● GIVEN EXERCISE
Quote the records below word for word, from the line containing "socket in this photo." through the end of the records.

### DATA LINES ###

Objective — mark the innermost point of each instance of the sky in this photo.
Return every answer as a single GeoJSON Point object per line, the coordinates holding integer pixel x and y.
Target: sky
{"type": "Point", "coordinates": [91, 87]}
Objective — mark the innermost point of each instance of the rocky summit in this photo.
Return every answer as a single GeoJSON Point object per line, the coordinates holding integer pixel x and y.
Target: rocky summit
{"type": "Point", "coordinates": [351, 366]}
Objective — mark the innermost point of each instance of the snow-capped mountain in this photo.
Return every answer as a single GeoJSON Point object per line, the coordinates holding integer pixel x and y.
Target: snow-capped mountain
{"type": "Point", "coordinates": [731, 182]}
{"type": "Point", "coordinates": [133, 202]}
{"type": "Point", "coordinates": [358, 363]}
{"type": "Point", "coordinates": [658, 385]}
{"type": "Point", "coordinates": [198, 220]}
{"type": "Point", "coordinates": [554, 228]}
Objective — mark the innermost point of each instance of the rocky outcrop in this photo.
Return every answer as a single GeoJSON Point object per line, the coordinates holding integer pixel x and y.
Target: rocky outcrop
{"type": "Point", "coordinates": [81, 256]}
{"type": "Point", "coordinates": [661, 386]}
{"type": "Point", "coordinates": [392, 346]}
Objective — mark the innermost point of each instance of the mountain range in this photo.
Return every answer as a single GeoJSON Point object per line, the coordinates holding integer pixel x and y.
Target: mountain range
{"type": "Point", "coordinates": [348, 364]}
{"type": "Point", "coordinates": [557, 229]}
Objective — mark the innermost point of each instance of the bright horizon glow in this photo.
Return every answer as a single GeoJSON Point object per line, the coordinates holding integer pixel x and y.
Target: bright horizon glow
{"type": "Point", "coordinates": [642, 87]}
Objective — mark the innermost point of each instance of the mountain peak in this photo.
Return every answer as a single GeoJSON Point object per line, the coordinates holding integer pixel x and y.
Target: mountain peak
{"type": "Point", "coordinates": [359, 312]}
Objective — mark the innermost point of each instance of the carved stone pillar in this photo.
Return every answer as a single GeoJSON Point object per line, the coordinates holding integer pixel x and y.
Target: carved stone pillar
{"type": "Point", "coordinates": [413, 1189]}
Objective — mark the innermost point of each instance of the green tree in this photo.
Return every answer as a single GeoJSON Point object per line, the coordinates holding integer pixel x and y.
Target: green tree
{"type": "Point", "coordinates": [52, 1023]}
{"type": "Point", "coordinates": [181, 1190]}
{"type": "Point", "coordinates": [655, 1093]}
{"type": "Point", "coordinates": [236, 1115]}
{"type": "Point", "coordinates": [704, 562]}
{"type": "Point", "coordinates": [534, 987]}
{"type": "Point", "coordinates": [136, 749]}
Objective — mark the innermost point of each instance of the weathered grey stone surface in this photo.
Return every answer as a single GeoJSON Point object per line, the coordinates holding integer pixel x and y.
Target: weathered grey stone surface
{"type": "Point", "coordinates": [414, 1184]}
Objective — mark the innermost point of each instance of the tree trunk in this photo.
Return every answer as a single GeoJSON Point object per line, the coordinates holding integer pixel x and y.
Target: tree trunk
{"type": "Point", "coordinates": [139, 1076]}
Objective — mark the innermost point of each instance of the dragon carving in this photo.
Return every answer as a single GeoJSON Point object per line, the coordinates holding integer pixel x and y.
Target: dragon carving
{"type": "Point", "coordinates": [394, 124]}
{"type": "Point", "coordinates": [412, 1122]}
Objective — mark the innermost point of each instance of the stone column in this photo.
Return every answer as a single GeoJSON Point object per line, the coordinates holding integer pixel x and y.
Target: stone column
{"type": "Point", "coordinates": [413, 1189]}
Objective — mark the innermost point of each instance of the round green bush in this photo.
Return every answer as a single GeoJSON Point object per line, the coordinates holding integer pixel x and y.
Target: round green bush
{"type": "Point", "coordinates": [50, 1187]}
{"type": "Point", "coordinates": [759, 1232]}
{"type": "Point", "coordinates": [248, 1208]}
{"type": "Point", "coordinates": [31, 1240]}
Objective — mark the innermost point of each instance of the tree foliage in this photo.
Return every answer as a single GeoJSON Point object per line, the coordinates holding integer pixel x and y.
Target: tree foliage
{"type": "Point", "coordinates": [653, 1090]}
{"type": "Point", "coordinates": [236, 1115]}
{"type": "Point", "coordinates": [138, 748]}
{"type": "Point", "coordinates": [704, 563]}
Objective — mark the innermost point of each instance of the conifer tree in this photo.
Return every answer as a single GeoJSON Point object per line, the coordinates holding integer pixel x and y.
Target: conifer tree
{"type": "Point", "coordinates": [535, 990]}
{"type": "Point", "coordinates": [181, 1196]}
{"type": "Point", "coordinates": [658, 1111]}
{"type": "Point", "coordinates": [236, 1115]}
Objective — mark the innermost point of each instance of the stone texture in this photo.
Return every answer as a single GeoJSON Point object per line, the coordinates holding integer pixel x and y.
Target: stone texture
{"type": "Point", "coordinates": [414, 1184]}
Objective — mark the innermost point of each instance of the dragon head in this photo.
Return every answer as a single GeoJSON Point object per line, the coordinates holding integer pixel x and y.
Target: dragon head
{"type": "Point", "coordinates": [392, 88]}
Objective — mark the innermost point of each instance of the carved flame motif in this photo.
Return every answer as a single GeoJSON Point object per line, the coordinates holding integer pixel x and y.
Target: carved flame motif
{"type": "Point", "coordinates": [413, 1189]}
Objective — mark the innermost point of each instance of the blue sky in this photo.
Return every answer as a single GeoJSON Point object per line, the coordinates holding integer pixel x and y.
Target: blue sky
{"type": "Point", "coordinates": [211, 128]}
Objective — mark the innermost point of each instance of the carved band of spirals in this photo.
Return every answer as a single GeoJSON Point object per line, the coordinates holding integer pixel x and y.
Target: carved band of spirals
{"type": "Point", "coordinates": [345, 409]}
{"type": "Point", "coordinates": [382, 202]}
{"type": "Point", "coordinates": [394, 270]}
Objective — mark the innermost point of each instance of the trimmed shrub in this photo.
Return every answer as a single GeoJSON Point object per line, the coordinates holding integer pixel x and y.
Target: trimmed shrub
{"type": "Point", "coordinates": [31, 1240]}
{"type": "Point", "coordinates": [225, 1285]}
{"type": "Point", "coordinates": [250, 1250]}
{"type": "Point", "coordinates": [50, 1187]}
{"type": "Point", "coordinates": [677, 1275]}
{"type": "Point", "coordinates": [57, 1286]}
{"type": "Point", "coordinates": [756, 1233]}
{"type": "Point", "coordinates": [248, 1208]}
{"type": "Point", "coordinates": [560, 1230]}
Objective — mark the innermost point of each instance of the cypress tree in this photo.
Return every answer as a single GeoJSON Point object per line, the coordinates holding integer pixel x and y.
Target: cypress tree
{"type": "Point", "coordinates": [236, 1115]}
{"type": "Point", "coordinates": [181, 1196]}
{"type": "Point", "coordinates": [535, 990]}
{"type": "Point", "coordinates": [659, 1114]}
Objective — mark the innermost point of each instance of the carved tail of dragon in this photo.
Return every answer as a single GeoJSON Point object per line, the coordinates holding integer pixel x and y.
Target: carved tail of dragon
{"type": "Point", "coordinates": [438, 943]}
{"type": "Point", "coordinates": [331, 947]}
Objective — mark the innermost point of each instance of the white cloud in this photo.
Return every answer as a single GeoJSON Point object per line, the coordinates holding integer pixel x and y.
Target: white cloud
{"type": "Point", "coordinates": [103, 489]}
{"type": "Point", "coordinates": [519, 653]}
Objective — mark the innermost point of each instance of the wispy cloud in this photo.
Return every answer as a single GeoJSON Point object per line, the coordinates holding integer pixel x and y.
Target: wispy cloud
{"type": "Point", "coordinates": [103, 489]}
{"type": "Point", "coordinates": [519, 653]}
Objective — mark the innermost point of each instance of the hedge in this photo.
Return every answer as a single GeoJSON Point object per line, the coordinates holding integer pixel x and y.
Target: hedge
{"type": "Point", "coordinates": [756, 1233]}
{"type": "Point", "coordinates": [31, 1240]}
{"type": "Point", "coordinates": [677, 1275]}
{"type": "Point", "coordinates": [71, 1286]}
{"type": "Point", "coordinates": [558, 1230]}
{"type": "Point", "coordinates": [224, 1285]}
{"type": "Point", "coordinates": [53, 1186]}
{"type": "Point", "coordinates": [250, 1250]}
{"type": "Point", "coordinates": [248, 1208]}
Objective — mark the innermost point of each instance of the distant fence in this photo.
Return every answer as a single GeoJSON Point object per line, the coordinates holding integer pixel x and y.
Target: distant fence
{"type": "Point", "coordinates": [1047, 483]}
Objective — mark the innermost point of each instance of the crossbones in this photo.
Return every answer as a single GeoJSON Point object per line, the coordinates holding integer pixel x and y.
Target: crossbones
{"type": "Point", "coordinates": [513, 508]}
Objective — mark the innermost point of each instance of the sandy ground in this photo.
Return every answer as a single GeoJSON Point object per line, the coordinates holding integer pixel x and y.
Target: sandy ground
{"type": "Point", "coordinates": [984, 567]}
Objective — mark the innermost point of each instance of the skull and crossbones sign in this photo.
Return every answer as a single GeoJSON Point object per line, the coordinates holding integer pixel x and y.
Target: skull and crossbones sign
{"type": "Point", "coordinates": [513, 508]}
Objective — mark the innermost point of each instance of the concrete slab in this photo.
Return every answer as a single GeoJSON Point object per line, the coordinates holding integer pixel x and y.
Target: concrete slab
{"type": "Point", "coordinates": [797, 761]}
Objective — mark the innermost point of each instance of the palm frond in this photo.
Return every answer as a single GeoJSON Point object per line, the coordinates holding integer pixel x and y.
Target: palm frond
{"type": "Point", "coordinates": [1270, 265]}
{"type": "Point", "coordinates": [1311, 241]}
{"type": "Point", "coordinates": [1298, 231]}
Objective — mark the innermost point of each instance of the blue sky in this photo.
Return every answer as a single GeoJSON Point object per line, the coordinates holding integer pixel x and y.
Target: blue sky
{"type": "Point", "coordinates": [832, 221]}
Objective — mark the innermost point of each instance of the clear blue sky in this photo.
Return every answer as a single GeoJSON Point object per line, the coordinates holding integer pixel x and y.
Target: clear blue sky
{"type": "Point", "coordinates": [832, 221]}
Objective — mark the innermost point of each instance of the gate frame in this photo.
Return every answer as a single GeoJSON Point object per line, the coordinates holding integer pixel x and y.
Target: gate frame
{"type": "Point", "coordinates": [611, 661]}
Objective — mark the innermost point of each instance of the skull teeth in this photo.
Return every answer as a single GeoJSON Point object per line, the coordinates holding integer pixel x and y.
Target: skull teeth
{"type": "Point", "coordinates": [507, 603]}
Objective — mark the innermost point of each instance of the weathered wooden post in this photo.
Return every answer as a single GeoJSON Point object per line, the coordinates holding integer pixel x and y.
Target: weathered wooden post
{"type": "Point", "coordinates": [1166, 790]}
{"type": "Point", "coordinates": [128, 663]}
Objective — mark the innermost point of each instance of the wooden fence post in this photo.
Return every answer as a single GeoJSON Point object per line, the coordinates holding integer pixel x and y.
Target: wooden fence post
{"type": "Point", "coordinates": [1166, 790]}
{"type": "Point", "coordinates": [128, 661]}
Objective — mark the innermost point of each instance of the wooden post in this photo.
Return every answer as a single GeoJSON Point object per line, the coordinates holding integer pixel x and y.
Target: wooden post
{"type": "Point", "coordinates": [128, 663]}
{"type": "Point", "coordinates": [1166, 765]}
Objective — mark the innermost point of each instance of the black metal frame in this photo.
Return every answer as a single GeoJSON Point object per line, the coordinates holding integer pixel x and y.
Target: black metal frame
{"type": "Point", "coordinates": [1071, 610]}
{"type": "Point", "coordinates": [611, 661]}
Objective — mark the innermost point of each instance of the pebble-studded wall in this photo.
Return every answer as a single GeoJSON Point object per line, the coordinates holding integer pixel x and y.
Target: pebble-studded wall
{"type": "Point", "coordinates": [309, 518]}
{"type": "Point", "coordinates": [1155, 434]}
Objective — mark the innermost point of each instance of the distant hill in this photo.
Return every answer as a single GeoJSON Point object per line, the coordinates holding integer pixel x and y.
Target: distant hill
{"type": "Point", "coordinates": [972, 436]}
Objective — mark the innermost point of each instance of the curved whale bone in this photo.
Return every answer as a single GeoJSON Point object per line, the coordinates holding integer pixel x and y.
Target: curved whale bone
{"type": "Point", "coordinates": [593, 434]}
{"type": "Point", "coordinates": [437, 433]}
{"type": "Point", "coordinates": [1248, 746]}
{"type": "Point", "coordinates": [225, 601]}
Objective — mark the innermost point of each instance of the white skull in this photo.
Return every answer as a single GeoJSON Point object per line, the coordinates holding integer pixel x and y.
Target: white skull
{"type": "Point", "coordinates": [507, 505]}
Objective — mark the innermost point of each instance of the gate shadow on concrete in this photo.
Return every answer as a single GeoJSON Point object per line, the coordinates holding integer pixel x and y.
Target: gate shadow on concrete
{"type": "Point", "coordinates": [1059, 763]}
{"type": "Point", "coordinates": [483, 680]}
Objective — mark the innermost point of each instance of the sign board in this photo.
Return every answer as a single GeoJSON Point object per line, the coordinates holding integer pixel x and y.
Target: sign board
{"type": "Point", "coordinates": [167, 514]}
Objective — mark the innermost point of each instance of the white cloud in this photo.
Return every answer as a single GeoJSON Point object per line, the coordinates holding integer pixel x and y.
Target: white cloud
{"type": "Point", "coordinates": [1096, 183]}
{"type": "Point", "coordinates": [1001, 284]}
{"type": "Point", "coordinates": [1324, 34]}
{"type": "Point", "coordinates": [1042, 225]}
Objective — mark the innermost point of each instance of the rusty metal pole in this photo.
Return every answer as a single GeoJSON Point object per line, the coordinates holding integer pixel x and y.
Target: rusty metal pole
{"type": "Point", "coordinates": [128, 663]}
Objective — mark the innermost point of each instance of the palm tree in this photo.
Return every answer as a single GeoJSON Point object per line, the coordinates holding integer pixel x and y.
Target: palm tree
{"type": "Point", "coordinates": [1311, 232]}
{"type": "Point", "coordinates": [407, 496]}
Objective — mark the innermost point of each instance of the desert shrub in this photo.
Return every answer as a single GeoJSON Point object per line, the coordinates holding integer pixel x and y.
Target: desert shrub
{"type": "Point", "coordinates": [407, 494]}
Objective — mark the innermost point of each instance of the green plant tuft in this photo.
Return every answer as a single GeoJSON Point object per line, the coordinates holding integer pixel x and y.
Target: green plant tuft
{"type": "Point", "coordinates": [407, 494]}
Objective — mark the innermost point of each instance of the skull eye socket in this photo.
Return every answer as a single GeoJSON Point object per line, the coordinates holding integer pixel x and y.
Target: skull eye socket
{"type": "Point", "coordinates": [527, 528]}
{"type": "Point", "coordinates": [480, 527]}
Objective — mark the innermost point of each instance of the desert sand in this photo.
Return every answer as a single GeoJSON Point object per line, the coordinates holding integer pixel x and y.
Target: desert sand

###

● CORRECT RESPONSE
Objective — mark the innermost point of each instance of the skull eye socket in this photo.
Return every answer as a single GeoJSON Point object per line, the coordinates holding integer pixel x and y.
Target: skull eye socket
{"type": "Point", "coordinates": [527, 528]}
{"type": "Point", "coordinates": [480, 527]}
Objective — mark the innermost point of each instance of the desert sand in this photo.
Return every answer as a single GeoJSON Point object per line, the coordinates holding integer pixel x and y.
Target: desert sand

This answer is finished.